Spatial localization data:
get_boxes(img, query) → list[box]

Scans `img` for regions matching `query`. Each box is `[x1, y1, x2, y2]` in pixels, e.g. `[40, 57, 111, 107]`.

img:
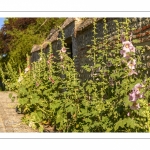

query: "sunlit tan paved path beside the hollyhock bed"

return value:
[0, 92, 37, 133]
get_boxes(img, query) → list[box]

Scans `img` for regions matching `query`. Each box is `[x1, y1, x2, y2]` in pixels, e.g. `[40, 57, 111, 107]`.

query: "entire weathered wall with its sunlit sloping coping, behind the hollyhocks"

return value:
[31, 18, 150, 78]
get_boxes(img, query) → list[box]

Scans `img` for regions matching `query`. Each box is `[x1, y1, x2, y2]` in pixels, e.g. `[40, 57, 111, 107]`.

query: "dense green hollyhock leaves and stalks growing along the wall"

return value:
[1, 18, 150, 132]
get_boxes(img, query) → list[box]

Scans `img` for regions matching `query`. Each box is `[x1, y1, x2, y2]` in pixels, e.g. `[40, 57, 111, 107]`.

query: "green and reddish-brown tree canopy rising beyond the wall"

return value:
[0, 18, 65, 69]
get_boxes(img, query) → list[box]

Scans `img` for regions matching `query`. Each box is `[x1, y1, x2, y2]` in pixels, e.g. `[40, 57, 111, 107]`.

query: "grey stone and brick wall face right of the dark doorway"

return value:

Work to complete:
Exclude the pictures and give back the rest of the data above exactly as written.

Problem solution:
get_boxes(img, query) → list[box]

Scans `img` for regions matching `query`. Each box is `[x1, y1, x2, y2]` in pixels, e.g. `[40, 57, 111, 107]`.

img:

query: "sunlit tan paved path beside the hollyhock bed"

return value:
[0, 92, 37, 133]
get_boxes(img, query) → list[box]

Scans `img` for regions matching `query`. Each box is `[x1, y1, x2, y2]` in pixels, e.g. `[40, 57, 111, 107]`.

query: "entire weathered wall with its sunlit sloping coping, behind the hollyhocks"

return value:
[31, 18, 150, 78]
get_boxes(img, query) → list[box]

Scans `img` for regions matching `query`. Each box is `[x1, y1, x2, y2]` in pixels, e.g. `[40, 57, 111, 107]`.

query: "dense green hollyhock leaves and stalks growing along the wall"

return value:
[1, 18, 150, 132]
get_boxes(img, query) → list[box]

Scans `img` for regions matching `query`. Each box is `[x1, y1, x2, y2]` in pixels, e.g. `[40, 57, 111, 107]`.

query: "green and reddish-brown tree canopy rising beyond the wall"

return value:
[0, 18, 65, 69]
get_boxes(img, query) → list[box]

Scans `img` for regions matching `query`. Each box is `[x1, y1, x2, y2]` in pixels, e.g. `[40, 57, 111, 107]`.

query: "grey stone and brick wall face right of the dark doorway"

return value:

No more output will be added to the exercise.